### Data for the task
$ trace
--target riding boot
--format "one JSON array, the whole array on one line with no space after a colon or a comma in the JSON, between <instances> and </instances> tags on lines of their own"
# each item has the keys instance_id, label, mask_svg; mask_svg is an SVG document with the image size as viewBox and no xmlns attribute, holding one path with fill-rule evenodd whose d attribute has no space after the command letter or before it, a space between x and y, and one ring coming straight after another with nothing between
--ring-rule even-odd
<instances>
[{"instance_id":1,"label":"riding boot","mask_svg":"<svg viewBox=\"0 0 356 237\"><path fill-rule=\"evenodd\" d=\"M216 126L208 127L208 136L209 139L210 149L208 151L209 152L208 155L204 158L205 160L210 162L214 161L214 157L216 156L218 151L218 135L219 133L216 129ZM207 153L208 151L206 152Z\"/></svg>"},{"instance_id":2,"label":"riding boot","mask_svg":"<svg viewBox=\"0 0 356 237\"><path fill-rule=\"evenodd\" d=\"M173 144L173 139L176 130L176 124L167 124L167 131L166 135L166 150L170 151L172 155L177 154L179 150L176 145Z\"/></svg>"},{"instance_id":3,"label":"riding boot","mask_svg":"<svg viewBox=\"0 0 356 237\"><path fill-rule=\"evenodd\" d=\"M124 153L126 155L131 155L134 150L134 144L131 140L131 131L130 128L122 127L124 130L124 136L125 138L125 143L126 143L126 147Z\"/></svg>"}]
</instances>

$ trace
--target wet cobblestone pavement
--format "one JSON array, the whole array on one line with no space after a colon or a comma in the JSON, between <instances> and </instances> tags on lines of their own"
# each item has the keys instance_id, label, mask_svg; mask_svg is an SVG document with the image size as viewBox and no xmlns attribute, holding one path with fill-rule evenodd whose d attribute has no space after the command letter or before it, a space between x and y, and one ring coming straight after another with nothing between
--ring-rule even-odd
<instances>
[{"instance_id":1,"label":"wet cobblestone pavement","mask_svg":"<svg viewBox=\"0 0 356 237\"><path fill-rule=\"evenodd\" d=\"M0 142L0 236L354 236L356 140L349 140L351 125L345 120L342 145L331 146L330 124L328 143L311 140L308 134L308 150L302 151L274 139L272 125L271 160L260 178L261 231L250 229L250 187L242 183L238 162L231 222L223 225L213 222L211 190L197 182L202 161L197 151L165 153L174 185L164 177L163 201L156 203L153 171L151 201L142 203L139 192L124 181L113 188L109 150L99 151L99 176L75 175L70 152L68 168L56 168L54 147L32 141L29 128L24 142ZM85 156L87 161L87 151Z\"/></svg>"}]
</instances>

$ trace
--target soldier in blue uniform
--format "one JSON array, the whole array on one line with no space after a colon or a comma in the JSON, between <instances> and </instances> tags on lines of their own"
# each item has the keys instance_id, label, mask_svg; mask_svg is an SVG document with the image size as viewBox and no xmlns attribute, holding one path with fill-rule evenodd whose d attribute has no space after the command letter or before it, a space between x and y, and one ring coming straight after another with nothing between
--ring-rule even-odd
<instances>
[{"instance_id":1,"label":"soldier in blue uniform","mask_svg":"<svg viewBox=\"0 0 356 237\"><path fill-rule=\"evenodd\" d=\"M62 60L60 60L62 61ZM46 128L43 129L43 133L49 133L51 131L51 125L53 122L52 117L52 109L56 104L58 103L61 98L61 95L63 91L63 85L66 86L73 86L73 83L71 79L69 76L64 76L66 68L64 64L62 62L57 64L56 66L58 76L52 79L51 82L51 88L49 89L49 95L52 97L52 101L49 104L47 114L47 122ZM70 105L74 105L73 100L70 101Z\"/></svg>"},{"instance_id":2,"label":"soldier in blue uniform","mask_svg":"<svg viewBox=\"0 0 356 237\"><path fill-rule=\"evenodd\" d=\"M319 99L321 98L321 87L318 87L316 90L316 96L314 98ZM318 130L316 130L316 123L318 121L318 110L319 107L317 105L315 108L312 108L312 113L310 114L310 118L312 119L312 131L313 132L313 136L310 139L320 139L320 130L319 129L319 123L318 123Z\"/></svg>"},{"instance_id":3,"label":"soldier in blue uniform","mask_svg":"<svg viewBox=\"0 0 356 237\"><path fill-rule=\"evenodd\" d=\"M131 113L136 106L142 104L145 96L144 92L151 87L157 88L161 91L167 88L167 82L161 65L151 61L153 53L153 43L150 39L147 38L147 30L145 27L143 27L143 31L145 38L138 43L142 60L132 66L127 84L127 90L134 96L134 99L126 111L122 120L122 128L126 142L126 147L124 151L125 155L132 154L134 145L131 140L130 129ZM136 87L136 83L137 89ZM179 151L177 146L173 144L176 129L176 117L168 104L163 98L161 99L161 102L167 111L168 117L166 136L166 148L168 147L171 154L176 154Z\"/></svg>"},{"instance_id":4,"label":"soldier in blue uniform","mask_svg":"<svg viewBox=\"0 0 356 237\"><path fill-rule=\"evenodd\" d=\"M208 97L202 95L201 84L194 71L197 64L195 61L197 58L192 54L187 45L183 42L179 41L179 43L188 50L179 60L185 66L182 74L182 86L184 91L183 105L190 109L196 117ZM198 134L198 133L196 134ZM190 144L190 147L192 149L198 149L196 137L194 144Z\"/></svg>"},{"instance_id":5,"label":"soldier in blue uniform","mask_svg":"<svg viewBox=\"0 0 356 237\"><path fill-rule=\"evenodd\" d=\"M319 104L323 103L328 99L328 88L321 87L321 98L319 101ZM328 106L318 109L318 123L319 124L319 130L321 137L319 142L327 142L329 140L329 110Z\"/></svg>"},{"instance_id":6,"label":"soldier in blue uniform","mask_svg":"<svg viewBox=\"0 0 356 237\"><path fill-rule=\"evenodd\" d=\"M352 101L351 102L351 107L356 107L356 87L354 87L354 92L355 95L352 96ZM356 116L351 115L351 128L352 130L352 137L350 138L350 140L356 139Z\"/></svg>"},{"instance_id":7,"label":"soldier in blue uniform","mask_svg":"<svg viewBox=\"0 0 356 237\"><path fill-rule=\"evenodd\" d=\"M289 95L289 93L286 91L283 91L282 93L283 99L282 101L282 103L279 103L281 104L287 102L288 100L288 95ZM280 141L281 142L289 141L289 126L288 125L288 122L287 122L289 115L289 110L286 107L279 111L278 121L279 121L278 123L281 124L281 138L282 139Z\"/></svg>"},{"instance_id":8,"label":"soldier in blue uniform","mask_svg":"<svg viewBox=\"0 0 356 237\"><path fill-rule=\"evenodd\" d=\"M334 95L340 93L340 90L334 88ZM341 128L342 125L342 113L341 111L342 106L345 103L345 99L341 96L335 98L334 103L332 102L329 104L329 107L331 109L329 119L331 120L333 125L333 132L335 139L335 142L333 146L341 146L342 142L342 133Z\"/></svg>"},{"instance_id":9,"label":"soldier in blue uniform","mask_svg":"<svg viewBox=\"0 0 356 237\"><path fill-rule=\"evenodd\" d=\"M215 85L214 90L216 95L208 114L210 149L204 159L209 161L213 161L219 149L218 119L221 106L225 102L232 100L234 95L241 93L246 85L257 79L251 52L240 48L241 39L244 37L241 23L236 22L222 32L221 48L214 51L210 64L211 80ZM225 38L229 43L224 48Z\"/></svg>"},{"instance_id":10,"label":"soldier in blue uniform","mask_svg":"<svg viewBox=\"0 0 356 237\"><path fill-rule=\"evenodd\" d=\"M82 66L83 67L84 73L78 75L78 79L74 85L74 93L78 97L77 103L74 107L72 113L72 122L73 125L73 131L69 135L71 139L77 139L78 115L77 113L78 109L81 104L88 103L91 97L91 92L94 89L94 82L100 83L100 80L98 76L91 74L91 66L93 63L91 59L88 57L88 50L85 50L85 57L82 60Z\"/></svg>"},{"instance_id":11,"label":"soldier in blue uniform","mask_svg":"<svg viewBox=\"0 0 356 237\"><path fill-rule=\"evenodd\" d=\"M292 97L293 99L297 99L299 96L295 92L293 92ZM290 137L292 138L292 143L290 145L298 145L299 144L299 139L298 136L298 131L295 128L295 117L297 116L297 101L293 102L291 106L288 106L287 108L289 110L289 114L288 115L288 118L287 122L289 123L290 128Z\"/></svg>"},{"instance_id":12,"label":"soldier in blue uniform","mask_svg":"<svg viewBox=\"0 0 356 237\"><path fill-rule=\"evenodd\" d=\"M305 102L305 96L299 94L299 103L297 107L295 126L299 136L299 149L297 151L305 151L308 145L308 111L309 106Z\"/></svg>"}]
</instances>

### What to do
Which lines of the items above contain the word "target"? Show every such line in full.

### Exercise result
--target riding boot
--target wet cobblestone pavement
--target soldier in blue uniform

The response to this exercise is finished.